**STORED RECORDS:**
==*==
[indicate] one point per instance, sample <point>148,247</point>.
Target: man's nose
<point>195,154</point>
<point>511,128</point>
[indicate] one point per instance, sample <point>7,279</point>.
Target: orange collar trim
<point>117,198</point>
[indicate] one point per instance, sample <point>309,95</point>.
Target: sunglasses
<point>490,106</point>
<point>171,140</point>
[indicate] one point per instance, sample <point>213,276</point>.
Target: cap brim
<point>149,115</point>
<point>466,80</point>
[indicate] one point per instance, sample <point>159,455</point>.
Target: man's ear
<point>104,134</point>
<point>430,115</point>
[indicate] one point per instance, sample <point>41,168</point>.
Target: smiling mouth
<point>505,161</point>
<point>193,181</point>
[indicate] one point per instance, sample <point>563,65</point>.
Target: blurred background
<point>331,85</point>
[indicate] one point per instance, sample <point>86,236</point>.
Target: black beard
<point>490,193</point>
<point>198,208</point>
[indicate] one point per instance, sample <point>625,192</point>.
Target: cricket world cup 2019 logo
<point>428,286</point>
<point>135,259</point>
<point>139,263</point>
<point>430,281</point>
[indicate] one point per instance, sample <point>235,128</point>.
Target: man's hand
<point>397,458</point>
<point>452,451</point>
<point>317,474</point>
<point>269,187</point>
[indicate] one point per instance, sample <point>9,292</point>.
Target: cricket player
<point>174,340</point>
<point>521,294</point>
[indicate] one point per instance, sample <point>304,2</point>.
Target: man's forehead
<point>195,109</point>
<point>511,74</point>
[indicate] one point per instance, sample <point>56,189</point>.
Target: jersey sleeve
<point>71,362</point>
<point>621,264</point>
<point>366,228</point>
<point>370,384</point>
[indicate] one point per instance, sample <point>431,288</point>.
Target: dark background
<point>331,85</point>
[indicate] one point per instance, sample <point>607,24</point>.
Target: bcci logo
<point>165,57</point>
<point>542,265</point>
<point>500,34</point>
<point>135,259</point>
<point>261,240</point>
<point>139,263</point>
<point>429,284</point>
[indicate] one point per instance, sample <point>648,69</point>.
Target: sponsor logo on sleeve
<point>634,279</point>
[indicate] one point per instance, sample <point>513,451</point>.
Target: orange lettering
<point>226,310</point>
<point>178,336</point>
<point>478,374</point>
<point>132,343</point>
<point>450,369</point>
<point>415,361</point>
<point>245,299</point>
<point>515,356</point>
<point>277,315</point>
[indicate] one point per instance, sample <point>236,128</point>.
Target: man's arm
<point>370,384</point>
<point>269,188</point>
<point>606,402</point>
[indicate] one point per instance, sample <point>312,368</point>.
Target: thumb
==*==
**THE REQUEST:** Put the data above, from its first line through the line containing "<point>117,198</point>", inclusive, into a Markdown table with the columns Row and Data line. Omit blank lines.

**SOLUTION FOR THIS PROBLEM:**
| Row | Data line |
|---|---|
| 1 | [indicate] one point per instance, sample <point>148,247</point>. |
| 2 | Target: man's nose |
| 3 | <point>195,154</point> |
| 4 | <point>511,128</point> |
| 5 | [indicate] one point per instance, sample <point>7,279</point>. |
| 6 | Target: orange collar trim |
| 7 | <point>117,198</point> |